-- Start Provided passage --
FCP, FCIP, FCIP II, FCIP III, FCIP V, FCOI II, FCAMI, F5MI and FEPM are together referred to herein as the "Farallon Funds."
(x) Farallon Partners, L.L.C., a Delaware limited liability company (the "Farallon General Partner"), which is (i) the general partner of each of FCP, FCIP, FCIP II, FCIP III, FCOI II and FCAMI and (ii) the sole member of each of the FCIP V General Partner and the FEPM General Partner (each as defined below), with respect to the Shares held by each of the Farallon Funds other than F5MI.
(xi) Farallon Institutional (GP) V, L.L.C., a Delaware limited liability company (the "FCIP V General Partner"), which is the general partner of FCIP V, with respect to the Shares held by FCIP V.
(xii) Farallon F5 (GP), L.L.C., a Delaware limited liability company (the "F5MI General Partner"), which is the general partner of F5MI, with respect to the Shares held by F5MI.
(xiii) Farallon Equity Partners (GP), L.L.C., a Delaware limited liability company (the "FEPM General Partner"), which is the general partner of FEPM, with respect to the Shares held by FEPM.
-- End Provided passage --
-- Start Recorded information --
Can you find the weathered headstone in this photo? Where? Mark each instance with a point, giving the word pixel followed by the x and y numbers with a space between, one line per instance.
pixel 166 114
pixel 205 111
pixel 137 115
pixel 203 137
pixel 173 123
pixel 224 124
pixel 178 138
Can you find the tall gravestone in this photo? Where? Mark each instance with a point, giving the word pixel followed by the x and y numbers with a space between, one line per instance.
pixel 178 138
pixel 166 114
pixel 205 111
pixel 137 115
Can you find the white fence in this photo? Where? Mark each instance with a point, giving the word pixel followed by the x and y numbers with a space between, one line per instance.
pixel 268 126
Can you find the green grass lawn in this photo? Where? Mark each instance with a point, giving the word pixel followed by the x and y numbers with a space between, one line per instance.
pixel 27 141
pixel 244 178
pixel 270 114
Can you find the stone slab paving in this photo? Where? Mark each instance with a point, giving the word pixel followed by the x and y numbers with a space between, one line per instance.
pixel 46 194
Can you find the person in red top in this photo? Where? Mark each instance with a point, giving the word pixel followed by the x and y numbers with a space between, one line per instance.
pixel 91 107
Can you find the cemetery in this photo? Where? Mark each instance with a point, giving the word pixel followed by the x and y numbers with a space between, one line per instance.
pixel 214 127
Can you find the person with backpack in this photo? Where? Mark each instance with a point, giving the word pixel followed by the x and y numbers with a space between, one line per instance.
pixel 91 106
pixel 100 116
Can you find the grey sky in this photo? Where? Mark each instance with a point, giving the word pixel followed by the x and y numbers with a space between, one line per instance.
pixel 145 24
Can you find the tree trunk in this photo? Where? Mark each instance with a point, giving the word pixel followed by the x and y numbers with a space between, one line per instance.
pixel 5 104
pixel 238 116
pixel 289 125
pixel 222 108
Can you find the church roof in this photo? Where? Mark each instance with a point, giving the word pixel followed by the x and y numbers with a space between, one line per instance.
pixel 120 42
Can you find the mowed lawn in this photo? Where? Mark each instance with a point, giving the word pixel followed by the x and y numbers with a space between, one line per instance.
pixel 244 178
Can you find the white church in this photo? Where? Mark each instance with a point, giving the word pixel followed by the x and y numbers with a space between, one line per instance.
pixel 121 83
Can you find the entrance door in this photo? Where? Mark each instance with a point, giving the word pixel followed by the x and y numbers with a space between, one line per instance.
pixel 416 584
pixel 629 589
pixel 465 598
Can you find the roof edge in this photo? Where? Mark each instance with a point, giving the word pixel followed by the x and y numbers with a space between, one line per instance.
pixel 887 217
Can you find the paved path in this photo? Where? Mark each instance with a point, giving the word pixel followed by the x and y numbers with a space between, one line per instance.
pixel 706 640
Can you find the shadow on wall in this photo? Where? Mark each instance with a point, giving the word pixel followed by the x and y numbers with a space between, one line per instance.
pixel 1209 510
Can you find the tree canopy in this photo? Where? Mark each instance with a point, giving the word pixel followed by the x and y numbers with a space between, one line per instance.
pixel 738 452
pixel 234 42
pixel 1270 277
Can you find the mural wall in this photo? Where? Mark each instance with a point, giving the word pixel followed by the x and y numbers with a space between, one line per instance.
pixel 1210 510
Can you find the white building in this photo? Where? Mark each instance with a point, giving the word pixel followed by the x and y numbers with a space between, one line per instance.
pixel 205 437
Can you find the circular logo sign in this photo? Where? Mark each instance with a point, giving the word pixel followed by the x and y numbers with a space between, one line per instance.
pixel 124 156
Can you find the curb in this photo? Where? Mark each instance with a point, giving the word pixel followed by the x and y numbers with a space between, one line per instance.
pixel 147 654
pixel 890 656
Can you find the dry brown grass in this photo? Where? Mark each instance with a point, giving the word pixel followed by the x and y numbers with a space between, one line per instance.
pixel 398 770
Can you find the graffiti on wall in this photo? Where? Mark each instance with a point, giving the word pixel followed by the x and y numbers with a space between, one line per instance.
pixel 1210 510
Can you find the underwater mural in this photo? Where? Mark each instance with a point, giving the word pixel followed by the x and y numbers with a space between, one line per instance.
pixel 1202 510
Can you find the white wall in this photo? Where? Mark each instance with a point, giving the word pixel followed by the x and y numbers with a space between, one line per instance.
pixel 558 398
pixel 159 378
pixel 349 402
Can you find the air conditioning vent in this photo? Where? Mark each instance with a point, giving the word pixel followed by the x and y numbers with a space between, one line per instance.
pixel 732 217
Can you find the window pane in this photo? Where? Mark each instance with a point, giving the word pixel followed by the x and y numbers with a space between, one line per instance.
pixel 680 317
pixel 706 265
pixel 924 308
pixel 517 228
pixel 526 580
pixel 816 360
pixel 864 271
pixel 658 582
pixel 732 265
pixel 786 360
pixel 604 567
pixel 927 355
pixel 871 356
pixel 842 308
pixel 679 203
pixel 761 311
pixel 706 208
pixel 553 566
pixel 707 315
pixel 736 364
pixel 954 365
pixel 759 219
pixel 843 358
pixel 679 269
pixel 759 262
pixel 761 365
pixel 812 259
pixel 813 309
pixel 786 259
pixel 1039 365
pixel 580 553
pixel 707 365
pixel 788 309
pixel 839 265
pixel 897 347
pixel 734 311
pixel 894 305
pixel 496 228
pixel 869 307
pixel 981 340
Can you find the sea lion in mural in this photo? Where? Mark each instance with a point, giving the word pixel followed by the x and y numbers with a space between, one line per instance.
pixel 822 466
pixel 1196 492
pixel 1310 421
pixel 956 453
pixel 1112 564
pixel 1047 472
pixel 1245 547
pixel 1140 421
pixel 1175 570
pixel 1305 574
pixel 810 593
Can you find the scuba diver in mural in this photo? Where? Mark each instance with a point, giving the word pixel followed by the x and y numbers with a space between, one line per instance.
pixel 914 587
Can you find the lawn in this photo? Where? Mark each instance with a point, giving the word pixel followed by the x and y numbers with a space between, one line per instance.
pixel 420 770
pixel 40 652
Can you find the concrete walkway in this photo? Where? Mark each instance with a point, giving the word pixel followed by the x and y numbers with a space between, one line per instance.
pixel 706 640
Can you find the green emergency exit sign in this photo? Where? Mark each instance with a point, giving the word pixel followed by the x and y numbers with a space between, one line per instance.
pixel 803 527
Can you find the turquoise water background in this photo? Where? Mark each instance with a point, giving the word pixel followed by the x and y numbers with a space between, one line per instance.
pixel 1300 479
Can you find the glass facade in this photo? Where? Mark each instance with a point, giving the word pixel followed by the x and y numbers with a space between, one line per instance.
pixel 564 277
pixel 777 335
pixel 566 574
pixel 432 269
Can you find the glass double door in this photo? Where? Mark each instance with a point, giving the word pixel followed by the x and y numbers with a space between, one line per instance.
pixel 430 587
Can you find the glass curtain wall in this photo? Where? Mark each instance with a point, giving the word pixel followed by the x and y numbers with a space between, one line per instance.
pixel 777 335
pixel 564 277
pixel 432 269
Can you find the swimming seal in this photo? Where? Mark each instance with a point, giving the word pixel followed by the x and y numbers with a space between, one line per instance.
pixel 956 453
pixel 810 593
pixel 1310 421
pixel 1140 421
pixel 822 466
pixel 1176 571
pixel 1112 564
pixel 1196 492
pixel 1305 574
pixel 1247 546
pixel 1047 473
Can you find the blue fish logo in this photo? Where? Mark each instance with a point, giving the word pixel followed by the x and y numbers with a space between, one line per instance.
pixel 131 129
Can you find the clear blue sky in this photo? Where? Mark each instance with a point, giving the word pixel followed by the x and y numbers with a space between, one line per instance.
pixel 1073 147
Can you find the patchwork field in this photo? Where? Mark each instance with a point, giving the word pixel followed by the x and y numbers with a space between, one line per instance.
-- End Recorded information --
** Work required **
Reproduce the passage on the Farallon Funds and their general partners word for word, in its entirety.

** The reply **
FCP, FCIP, FCIP II, FCIP III, FCIP V, FCOI II, FCAMI, F5MI and FEPM are together referred to herein as the "Farallon Funds."
(x) Farallon Partners, L.L.C., a Delaware limited liability company (the "Farallon General Partner"), which is (i) the general partner of each of FCP, FCIP, FCIP II, FCIP III, FCOI II and FCAMI and (ii) the sole member of each of the FCIP V General Partner and the FEPM General Partner (each as defined below), with respect to the Shares held by each of the Farallon Funds other than F5MI.
(xi) Farallon Institutional (GP) V, L.L.C., a Delaware limited liability company (the "FCIP V General Partner"), which is the general partner of FCIP V, with respect to the Shares held by FCIP V.
(xii) Farallon F5 (GP), L.L.C., a Delaware limited liability company (the "F5MI General Partner"), which is the general partner of F5MI, with respect to the Shares held by F5MI.
(xiii) Farallon Equity Partners (GP), L.L.C., a Delaware limited liability company (the "FEPM General Partner"), which is the general partner of FEPM, with respect to the Shares held by FEPM.